## TASK DIRECTIONS:
Each line below must be written out exactly as shown.

## Items from a dataset:
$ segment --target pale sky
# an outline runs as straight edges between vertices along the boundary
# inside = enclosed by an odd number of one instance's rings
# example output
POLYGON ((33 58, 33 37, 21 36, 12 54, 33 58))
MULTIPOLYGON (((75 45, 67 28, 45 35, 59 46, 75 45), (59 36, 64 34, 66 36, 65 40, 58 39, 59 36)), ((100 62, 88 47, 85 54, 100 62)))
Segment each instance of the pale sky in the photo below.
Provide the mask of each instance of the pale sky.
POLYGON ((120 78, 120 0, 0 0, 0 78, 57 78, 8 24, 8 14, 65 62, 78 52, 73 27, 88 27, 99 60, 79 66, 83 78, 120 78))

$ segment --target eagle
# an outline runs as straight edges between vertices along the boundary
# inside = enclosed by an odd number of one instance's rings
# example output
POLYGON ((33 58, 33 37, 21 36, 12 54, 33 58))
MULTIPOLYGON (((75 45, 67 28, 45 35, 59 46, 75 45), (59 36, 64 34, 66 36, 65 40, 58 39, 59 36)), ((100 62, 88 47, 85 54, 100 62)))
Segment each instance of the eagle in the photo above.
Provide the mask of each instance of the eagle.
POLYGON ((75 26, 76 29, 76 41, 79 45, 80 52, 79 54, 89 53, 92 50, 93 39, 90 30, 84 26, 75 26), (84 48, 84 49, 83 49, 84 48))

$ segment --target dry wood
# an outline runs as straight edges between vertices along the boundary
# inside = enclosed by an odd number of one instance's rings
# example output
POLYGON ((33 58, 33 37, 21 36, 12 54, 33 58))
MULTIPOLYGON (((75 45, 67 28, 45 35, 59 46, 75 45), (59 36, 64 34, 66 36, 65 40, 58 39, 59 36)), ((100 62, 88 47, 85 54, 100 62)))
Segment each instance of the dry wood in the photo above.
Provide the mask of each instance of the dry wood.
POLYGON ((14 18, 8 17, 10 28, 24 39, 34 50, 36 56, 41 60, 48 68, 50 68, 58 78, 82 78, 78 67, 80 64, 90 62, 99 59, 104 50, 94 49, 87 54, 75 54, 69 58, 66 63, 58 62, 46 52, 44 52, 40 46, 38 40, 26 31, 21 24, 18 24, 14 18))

## SOLUTION FOR THIS TASK:
$ segment --target pale sky
# an outline runs as straight edges between vertices along the boundary
# inside = enclosed by an odd number of one instance's rings
# example output
POLYGON ((33 58, 33 37, 21 36, 12 54, 33 58))
MULTIPOLYGON (((75 45, 67 28, 45 35, 59 46, 75 45), (59 36, 64 34, 66 36, 65 40, 58 39, 59 36)), ((100 62, 88 47, 85 54, 100 62)))
Segment each instance of the pale sky in the photo below.
Provide the mask of each instance of the pale sky.
POLYGON ((120 78, 120 0, 0 0, 0 78, 57 78, 8 24, 8 14, 65 62, 78 52, 73 27, 88 27, 99 60, 79 66, 83 78, 120 78))

$ segment --target eagle
# an outline runs as straight edges between vertices along the boundary
# inside = enclosed by an odd number of one instance's rings
# example output
POLYGON ((33 58, 33 37, 21 36, 12 54, 33 58))
MULTIPOLYGON (((75 45, 67 28, 45 35, 59 46, 75 45), (59 36, 64 34, 66 36, 65 40, 58 39, 59 36)), ((100 62, 88 47, 85 54, 100 62)))
Segment each instance of the eagle in the photo above.
Provide the mask of each instance of the eagle.
POLYGON ((75 26, 76 29, 76 41, 79 45, 80 52, 79 54, 89 53, 92 50, 93 39, 90 30, 84 26, 75 26), (84 48, 84 49, 83 49, 84 48))

$ segment --target dry wood
# an outline runs as straight edges between vertices along the boundary
# inside = enclosed by an odd number of one instance's rings
# example output
POLYGON ((33 58, 33 37, 21 36, 12 54, 33 58))
MULTIPOLYGON (((75 45, 67 28, 45 35, 59 46, 75 45), (59 36, 64 34, 66 36, 65 40, 58 39, 59 36)), ((100 62, 88 47, 85 54, 100 62)))
Segment each instance of the dry wood in the photo above.
Provide the mask of each instance of the dry wood.
POLYGON ((14 18, 8 17, 10 28, 24 39, 34 50, 36 56, 41 60, 48 68, 50 68, 58 78, 82 78, 78 67, 80 64, 90 62, 99 59, 104 50, 94 49, 87 54, 75 54, 69 58, 66 63, 58 62, 46 52, 44 52, 40 46, 38 40, 26 31, 21 24, 18 24, 14 18))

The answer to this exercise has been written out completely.